◆ **Stated goal 1**
Find every line in the entries that contains the string "mouth", and copy each one. Case counts.

◆ **Source document**
SURPRIZE!!!!! BOTH MY SONS GOT THIER PERMITS SATURDAY AND I THOUGHT I WAS OUT OF IT BUT I GOT MINE TODAY!!!!!!SO I WILL HUNT WITH THE OLDEST SON THE 1ST WEEK AND CALL FOR THE YOUNGEST SON THE SECOND WEEK. CAN NOT ASK FOR ANYMORE THAN THAT.WE ALL GOT OUR 1ST CHIOCES.     
JOHN


----------



## StrutnSpur (Mar 22, 2000)

CONGRATS!!!! John and sons. I hope you all have a enjoyable and safe hunt and I want to see them pics..))))))))


----------



## Doughboy (Jan 13, 2001)

An the Doughboy's daughter now is about to become a first time Turkey Huntress. She got her card today for the thumb area on private land first hunt.


----------



## Mr. Ed (Apr 11, 2000)

Found out I was successful today on the internet. Hunt #220 unit T 4/30-5/6. I can't wait, this is my first turkey hunt. 

The DNR has my old address, is there anyway to update them on the new address?, so I get notified in the mail. I haven't been at the old address in almost 4 years.


----------



## DaYoop (Oct 26, 2000)

First time applying, got my first turkey permit, and got my first choice!! I got a general permit for the port huron area--forgot the hunt number, for the7th to the 13th. (that was my first choice since I wont' get home from college till the 4th) Can't wait--maybe I'll get a crack at that hen with a 8 inch beard I video taped during bow season!!!!


----------



## Kevin (Oct 4, 2000)

After a really crappy day I got a couple good pieces of news today. 1) I got the happy yellow card in the mail from the DNR today, 2) My Dad called me at work and said he got his too!
My dad is a lifetime hunter, but we will get to experience turkey hunting as rookies together this year.
I am a happy man!
Good luck to everyone!
-Amos


----------



## StrutnSpur (Mar 22, 2000)

Congrats to you Amos and your dad and all the first time turkey hunters out there and especially to them young jake hunters, Doughboy. I hope you all have a great and safe hunt this spring. 
When them toms come in gobbling and strutting and drumming you will know why it's been one of my best kept secerts for years and you new turkey hunters will be back in the woods every spring there after!

◆ **Excerpted records**
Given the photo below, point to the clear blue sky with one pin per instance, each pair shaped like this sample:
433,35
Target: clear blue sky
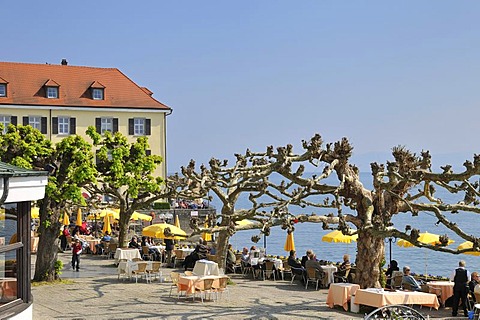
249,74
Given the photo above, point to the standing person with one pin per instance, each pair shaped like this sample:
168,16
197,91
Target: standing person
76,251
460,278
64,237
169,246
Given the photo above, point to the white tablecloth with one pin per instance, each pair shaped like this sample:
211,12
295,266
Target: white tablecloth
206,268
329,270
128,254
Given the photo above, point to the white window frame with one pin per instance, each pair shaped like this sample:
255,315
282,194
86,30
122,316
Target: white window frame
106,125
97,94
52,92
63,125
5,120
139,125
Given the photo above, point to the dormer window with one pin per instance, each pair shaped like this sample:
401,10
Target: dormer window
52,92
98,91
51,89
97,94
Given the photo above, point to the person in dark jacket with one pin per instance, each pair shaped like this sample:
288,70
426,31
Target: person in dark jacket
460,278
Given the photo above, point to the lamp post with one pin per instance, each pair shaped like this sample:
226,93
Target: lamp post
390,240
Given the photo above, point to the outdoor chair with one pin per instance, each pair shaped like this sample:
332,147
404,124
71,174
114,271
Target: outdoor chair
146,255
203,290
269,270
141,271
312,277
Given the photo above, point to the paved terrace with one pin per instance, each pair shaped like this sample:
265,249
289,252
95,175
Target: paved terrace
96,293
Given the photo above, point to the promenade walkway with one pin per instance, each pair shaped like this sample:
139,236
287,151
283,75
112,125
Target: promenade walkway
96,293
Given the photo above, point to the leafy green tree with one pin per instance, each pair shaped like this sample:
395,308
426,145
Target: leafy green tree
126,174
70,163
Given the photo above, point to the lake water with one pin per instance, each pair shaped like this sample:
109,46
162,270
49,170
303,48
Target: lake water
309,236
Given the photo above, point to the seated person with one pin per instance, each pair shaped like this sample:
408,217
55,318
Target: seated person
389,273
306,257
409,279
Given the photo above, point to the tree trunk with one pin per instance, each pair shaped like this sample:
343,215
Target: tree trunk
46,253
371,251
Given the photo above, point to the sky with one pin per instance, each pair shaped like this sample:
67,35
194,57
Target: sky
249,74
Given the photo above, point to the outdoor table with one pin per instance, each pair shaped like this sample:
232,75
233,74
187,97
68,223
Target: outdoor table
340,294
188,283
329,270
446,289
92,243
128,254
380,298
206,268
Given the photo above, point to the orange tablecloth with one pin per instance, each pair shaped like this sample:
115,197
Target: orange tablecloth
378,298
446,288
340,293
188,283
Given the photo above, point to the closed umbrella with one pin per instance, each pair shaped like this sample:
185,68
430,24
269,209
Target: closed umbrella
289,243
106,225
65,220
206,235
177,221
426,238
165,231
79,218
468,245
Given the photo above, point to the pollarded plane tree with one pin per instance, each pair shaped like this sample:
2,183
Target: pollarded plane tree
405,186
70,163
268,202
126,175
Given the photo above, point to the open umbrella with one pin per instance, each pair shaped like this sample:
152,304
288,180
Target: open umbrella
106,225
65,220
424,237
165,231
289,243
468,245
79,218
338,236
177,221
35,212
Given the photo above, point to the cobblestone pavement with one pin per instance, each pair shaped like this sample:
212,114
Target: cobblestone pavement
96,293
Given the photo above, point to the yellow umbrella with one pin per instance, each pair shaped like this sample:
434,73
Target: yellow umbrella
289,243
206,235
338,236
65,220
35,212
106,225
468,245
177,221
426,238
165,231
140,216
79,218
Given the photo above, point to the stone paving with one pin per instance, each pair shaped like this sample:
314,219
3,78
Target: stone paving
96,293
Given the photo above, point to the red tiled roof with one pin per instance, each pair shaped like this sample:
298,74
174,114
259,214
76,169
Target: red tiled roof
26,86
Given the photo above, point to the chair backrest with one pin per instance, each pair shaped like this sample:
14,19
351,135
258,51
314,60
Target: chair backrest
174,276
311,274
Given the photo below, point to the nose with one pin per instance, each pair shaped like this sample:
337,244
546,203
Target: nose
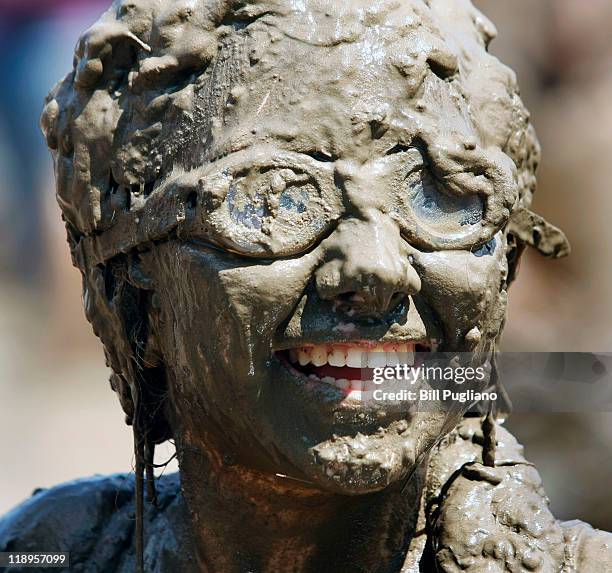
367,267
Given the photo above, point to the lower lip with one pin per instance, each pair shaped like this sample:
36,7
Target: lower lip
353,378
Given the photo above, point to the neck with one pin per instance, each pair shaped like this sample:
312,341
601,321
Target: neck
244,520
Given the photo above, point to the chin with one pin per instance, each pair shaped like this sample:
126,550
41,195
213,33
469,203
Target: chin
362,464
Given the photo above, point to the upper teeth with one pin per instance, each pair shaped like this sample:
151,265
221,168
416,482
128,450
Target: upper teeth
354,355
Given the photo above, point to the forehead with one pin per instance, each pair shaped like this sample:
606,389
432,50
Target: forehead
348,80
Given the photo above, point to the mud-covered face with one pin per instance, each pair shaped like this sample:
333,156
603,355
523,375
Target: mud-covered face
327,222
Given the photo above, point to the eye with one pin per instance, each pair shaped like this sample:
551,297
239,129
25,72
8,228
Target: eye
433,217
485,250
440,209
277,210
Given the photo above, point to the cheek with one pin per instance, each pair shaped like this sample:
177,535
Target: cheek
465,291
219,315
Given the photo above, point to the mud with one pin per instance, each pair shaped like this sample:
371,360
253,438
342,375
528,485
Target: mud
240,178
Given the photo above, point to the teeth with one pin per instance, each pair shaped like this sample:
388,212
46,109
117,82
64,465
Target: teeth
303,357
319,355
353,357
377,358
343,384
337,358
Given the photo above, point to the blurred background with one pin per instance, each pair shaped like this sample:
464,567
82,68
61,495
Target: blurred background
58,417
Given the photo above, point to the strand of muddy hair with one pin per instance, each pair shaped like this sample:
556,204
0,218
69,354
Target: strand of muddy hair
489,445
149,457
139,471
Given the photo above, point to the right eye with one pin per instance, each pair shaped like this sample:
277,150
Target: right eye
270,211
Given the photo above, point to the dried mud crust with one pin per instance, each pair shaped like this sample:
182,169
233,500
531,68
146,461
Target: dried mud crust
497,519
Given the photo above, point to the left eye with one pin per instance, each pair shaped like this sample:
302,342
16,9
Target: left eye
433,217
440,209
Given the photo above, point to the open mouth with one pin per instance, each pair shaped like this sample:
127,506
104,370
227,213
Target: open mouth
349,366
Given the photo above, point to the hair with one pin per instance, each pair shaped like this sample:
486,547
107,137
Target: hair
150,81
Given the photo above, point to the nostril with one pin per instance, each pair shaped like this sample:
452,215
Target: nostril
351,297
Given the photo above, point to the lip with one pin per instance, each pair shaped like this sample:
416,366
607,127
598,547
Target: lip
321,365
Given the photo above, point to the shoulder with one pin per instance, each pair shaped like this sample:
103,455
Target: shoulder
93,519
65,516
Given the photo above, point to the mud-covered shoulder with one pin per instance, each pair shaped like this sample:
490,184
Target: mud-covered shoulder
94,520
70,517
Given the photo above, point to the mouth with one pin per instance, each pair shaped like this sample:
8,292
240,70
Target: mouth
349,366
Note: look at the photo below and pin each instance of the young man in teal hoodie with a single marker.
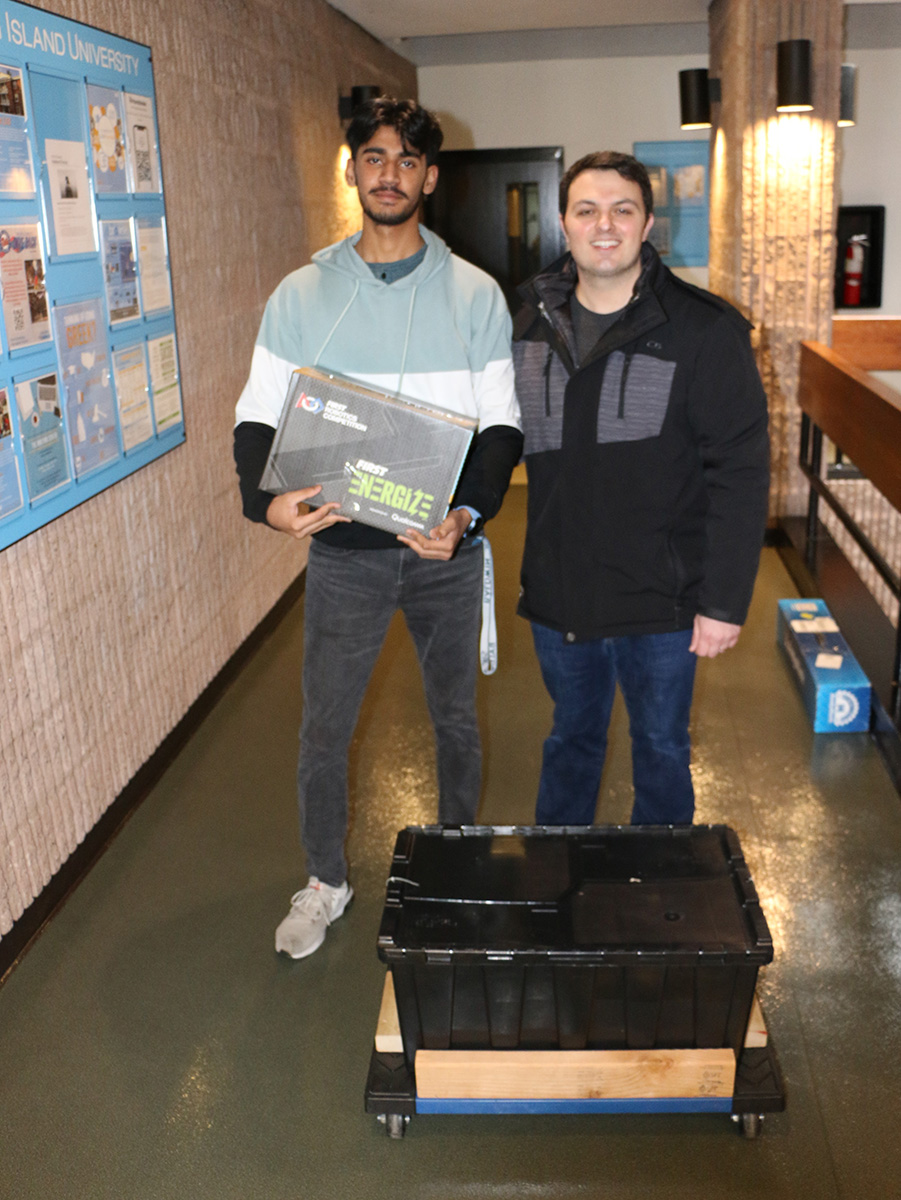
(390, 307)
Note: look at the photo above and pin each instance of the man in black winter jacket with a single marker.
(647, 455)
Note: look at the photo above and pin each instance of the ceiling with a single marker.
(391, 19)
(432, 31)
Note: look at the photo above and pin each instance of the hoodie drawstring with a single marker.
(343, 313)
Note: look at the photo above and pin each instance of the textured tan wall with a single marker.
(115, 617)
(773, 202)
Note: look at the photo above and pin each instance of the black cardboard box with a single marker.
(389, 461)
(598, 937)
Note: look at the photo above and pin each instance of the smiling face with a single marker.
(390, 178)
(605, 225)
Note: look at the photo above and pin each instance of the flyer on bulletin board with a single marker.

◆ **Stated goal 2**
Answer these questions about the turkey permit thread:
(a) What hunt number and unit did Mr. Ed draw?
(b) For which area is DaYoop's general permit?
(c) For what area and hunt did the Doughboy's daughter get her card?

◆ **Task output 1**
Given the photo above, point to the open mouth with one pin per instance, each pair shaped like this sample:
Target: open mouth
Given the photo above, point to the mouth with one pin per instance, each pair shaped like this sample:
Target: mouth

◆ **Task output 2**
(a) Hunt #220, unit T
(b) The Port Huron area
(c) The thumb area, on private land, first hunt